Text passage:

##########

Now that one I can show you an example of. Baen books gives away a CD with a LOT of ebooks in many first-printing hardbacks. The CD contains rather more than just the one ebook (it typically contains the entire series that the book is part of, is free to distribute, and they also sell the ebooks online (for roughly $5/ebook). So they eat the cost of inserting the CD, allow people to redistribute the ebooks legally for free (and people do), and still manage to make a profit on selling the ebooks.

Seriously, take a look at Baen's Webscriptions and Free Library. I know the markets aren't totally analogous; but they are making quite a bit of money now on it. No DRM, no watermarks. Giving away selected parts of their back catalog. And making money at it. (www.baen.com, www.webscription.net and www.baen.com/library). In particular, read Eric Flint's letters posted at the library.

I know you've said the Magic Online team is experienced with this kind of thing; but the physical tokens that you can redeem online are hidden in the Magic starter packs, and no-one expects to be able to open them up and thumb through them.

I would say just drop the one-activation-per-code thing. You're essentially going to be doing that anyway for legitimate customers, only with more hassle and time wasted (interaction with customer service and assumption of innocence on the part of the customer). You're still requiring personally identifiable information. Keep the watermarks. Keep the fee with credit card and address. Just allow multiple activations. It'll get you $2 per copy that you would otherwise lose to P2P/Bittorrent; and save you the cost of the customer service interaction.

##########

Data shown:

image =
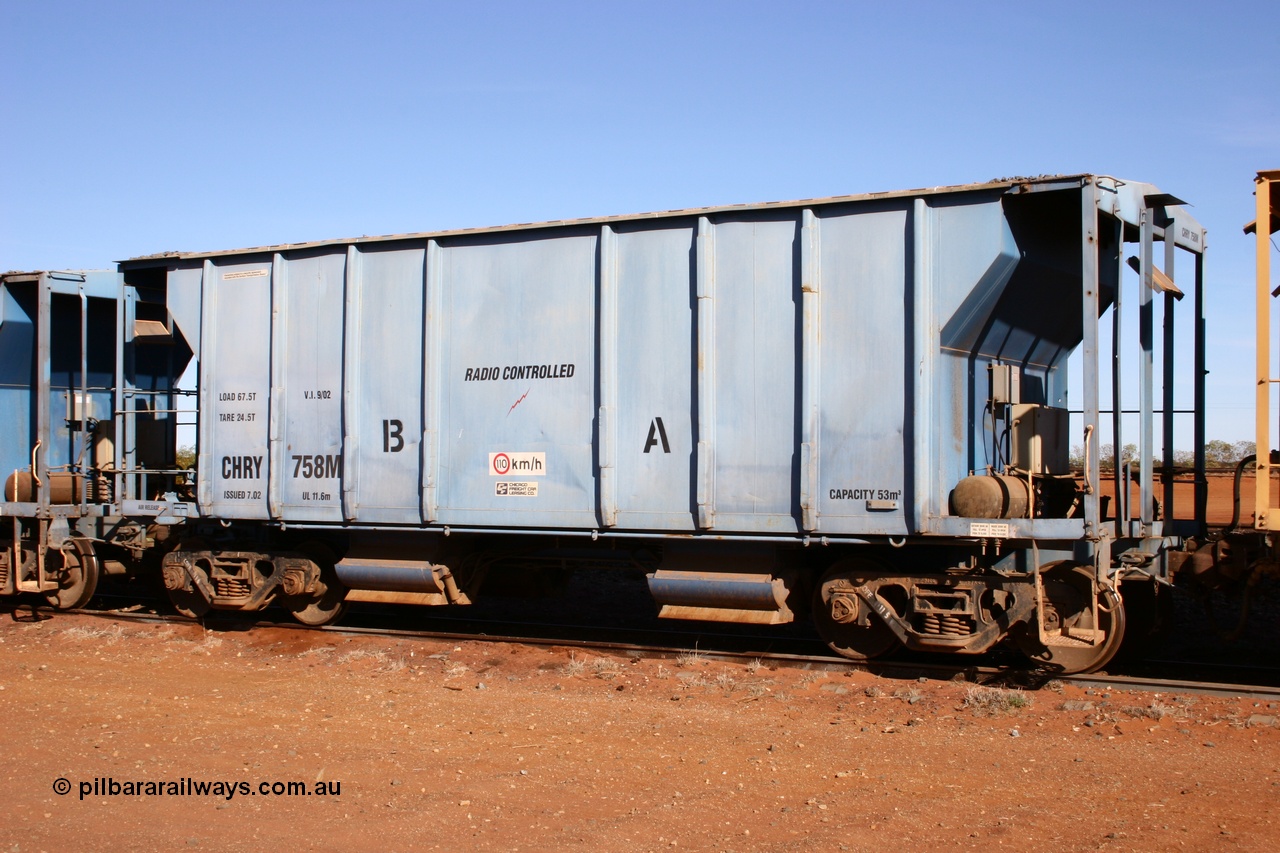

##########

In the passage on Baen's ebook distribution, roughly what price does Baen charge for each ebook it sells online?

Result for this exercise: About $5 per ebook.